**Records supplied:**
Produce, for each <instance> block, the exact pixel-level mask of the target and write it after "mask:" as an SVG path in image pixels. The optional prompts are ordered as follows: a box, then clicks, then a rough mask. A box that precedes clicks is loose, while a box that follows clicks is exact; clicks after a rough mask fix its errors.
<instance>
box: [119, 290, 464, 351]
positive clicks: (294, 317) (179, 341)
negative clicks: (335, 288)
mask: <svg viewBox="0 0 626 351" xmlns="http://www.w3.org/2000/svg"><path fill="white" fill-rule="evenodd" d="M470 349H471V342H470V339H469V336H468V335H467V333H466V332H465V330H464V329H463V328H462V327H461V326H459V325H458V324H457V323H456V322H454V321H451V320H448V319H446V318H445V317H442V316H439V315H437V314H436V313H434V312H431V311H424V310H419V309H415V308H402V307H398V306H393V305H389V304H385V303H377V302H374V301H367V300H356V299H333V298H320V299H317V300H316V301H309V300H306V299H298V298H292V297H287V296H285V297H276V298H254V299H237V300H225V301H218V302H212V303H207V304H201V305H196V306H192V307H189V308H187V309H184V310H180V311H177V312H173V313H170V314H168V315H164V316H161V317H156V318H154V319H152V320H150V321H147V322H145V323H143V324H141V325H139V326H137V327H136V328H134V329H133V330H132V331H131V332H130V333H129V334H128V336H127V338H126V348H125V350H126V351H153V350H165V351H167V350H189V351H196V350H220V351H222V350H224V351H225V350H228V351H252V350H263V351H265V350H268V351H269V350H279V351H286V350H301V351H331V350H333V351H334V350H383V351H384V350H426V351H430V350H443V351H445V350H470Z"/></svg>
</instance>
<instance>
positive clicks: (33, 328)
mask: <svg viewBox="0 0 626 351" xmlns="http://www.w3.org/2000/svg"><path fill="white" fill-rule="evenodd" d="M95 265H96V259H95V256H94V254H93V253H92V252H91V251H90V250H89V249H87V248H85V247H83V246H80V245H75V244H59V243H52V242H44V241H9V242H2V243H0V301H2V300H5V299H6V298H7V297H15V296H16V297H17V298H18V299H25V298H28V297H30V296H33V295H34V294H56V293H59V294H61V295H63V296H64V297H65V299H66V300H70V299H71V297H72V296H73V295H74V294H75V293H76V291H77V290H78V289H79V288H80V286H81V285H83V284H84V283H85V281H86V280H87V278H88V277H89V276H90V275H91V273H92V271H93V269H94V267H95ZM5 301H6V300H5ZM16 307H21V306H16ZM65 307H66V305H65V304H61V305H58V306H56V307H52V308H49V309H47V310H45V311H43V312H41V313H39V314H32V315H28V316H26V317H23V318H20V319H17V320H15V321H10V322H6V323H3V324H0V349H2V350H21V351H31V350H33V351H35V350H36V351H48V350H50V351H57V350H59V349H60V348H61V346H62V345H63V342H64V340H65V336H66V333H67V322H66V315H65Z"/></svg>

**Problem statement:** For the word "instance", count the lines of the records that contain it and give only the number.

**Result of this task:** 4